# SELECTED TEXT

....

Based on a book of the same name published by Amy Tan, The Joy Luck Club tells the stories of four Chinese women and their daughters who were raised in America. While the film focuses a great deal on the relationships between the mothers and daughters and how their stories intertwine, as well as the history of each person and the trials they went through both in China and America, it also showcases some Chinese cultural and religious beliefs.
Religion, folktales, culture, and superstition were all prevalent in much of the daily lives of the women, shaping how they interacted with and raised their individual children as well as how they viewed themselves. In this paper, I will be focusing on how the different beliefs and customs were displayed in the film and how their lives were formed around and changes by them. Some of the major stylistic elements of the movie were the presence of jade jewelry on most of the women and the bright red color that was frequently worn on clothes or decorating rooms.
Red stands as a symbol of fortune and joy in China, and is fitting for The Joy Luck Club, and reflects the ingrained superstition in the society. Jade in Chinese culture has a long history dating back to 5000 B. C. Confucius claimed that there are eleven virtues in jade, and that “The wise have likened jade to virtue. For them, its polish and brilliancy represent the whole of purity; its perfect compactness and extreme hardness represent the sureness of intelligence; its angles, which do not cut, although they seem sharp, represent justice; the pure and prolonged sound, which it gives forth when one strikes it, represents music.
Its color represents loyalty; its interior flaws, always showing themselves through the transparency, call to mind sincerity; its iridescent brightness represents heaven; its admirable substance, born of mountain and of water, represents the earth. Used alone without ornamentation it represents chastity. The price that the entire world attaches to it represents the truth. To support these comparisons, the Book of Verse says: “When I think of a wise man, his merits appear to be like jade. ”

....

Could you extend the essay on cultural beliefs in The Joy Luck Club, picking up right after its last sentence? These records were taken from a different source than the text.

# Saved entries
....

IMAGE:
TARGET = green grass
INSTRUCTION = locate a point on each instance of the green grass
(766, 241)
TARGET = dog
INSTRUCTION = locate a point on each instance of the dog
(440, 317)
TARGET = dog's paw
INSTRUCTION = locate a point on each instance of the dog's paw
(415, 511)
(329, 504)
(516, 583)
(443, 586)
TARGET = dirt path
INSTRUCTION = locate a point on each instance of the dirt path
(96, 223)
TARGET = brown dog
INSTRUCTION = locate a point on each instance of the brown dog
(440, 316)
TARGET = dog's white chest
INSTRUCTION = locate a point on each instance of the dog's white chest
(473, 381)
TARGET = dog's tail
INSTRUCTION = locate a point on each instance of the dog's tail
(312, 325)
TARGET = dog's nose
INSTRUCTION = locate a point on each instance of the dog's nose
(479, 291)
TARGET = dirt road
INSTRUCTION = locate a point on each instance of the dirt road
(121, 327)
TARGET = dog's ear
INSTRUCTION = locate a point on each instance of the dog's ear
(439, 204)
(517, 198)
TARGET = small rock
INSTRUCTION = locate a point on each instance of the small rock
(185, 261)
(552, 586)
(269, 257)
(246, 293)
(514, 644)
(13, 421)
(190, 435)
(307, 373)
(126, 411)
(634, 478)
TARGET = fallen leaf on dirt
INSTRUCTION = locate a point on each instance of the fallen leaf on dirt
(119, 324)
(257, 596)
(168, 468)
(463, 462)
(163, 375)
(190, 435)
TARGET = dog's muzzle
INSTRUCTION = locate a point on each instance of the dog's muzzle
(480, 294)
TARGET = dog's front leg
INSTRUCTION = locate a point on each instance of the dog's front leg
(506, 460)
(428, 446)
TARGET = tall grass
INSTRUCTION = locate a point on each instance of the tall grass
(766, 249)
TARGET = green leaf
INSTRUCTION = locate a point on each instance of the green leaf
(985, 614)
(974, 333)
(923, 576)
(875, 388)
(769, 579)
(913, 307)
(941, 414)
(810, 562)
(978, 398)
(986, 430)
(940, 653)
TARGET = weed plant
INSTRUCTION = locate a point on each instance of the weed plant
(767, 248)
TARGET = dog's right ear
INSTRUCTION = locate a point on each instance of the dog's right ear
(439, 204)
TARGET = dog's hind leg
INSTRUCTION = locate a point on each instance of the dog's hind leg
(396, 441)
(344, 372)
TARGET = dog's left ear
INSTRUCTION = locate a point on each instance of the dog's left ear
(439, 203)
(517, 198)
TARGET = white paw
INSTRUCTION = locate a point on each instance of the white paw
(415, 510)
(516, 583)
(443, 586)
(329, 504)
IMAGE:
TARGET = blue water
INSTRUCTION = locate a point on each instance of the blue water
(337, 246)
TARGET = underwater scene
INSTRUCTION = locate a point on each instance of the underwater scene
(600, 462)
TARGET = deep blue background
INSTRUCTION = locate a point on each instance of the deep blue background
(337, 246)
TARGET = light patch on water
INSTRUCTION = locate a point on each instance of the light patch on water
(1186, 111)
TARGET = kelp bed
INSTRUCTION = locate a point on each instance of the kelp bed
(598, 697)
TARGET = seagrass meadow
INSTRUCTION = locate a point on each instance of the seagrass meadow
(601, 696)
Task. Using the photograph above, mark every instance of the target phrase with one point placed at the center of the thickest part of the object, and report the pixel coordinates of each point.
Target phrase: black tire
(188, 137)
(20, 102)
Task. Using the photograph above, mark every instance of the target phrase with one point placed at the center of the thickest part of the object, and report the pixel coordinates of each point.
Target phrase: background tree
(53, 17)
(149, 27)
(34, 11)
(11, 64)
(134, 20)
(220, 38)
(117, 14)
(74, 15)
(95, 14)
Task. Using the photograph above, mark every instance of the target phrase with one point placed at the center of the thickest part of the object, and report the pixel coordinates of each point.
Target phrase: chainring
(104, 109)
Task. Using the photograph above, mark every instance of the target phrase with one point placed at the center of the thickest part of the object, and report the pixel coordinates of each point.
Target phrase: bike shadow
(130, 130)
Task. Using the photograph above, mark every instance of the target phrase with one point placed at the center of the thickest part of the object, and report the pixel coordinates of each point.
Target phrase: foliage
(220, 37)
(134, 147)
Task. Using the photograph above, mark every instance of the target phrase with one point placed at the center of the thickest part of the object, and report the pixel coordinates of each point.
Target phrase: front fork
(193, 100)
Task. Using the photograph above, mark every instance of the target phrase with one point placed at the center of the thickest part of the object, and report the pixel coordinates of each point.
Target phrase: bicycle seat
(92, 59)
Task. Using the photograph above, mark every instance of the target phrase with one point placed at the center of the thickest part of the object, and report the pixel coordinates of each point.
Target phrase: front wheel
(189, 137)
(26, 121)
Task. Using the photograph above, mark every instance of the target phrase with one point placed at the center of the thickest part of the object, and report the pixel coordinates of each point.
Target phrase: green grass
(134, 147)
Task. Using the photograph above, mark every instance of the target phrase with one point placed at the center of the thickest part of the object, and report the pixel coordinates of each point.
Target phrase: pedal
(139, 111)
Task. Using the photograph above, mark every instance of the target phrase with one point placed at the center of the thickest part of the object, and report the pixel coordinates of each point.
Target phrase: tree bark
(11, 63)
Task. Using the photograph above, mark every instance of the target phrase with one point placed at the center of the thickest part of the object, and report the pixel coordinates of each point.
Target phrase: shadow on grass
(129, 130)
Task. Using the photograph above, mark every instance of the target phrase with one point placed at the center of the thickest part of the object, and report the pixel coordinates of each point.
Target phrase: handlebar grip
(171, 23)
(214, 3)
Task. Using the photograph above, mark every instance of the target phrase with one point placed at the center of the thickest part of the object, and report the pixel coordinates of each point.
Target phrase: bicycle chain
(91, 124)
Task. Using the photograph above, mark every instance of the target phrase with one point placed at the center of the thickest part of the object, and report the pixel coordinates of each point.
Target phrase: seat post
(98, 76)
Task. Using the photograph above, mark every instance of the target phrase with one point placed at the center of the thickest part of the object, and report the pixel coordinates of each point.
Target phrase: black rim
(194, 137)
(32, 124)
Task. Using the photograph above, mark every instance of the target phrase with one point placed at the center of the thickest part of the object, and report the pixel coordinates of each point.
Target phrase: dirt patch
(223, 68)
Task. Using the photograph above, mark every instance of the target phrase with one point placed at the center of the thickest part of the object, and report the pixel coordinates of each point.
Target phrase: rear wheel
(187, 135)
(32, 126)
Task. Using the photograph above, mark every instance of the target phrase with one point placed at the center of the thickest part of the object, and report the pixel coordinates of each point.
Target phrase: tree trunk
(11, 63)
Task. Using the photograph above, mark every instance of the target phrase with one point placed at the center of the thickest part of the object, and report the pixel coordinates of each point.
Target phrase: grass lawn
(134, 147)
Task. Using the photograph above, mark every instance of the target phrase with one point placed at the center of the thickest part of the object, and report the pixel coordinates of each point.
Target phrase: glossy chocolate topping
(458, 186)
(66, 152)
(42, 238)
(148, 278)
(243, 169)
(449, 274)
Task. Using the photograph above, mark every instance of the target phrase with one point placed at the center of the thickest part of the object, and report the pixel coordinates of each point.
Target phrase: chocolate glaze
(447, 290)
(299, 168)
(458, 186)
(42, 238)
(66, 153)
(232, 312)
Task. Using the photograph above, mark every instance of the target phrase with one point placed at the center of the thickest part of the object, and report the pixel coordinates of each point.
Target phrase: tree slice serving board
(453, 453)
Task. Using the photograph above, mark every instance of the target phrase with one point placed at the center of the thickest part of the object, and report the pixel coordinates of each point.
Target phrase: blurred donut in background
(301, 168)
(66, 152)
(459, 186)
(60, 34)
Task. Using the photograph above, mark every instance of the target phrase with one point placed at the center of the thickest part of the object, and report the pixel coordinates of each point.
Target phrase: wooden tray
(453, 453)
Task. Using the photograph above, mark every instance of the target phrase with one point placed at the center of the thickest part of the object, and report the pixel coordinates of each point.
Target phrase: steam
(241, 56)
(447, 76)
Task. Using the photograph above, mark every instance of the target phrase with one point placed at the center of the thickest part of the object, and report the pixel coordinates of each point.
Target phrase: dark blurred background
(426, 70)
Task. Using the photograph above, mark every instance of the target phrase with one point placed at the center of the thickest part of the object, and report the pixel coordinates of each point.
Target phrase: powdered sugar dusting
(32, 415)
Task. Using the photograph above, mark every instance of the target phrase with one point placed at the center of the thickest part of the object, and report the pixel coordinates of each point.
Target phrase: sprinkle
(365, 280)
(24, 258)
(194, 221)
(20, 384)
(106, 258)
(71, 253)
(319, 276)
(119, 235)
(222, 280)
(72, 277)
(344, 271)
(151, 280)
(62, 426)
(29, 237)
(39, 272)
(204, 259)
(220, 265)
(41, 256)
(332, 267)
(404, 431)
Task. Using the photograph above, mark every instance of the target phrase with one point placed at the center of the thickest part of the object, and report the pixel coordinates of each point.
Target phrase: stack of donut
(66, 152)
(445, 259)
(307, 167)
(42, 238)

....

# THE OUTPUT
In addition, there is a Chinese saying that states “Gold has a value; jade is invaluable. ” Jade also symbolizes purity, grace, and beauty, and sometimes denoted power in historical times as well as being the title for the Jade Emperor, who was the Supreme Deity of Taoism. In a pivotal moment of the movie, daughter June is given a jade necklace that has been passed down generations by her mother Suyuan. This symbolizes both her mother’s love and belief in her and shows how highly valued familial ties are in Chinese culture.
The ties that bind family together in Chinese society can be seen very strongly throughout The Joy Luck Club. There were some conflicting values seen between the women raised in China and their daughters raised in America. This dichotomy helped to show how even though they were in America, the mothers expected the girls to understand and obey them following the rules of Chinese requirements. For example, as a child Waverly gets into an argument with her mother in which her mother states, “There are only two kinds of children: those who are obedient, and those with own mind.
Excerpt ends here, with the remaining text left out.